======== INFORMATION SUPPLIED
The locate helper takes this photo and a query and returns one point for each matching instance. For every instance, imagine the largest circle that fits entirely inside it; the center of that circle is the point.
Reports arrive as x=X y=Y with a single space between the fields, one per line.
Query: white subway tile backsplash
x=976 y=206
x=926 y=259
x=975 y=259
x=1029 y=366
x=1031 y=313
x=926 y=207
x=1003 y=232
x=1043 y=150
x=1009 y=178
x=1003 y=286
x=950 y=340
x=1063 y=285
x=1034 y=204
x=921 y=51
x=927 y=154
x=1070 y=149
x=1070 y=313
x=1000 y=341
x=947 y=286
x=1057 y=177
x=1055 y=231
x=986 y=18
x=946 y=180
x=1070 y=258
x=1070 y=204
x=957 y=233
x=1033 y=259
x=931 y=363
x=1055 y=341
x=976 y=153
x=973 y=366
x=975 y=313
================
======== INFORMATION SUPPLIED
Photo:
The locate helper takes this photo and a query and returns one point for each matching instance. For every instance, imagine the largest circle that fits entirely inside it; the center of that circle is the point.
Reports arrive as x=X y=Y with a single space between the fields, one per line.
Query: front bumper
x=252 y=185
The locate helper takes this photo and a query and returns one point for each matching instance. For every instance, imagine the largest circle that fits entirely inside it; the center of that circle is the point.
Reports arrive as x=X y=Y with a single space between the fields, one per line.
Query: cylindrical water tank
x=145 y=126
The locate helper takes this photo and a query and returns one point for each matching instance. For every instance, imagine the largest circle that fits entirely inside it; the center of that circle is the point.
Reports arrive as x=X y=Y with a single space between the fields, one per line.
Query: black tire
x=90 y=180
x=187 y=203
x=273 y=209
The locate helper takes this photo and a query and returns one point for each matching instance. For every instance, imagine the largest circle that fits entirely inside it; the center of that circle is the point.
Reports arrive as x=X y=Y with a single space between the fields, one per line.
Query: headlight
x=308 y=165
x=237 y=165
================
======== INFORMATION SUPPLIED
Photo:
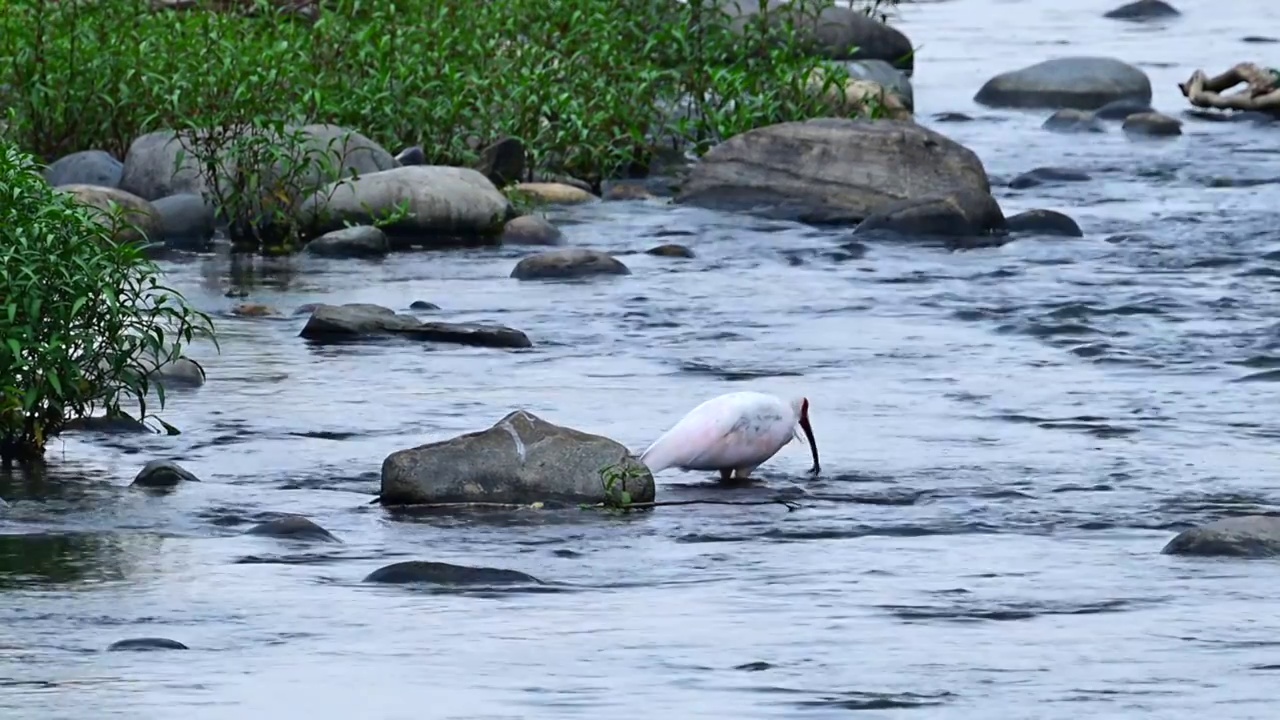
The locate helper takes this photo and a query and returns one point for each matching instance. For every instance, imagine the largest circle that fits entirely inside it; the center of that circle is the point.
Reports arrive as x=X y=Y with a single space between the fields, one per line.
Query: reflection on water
================
■ WHAT THE TASK ASKS
Please count the lines in the rows above that contain the string "water", treating uppercase and lowercase as different. Reply with the number alone.

■ RESPONSE
2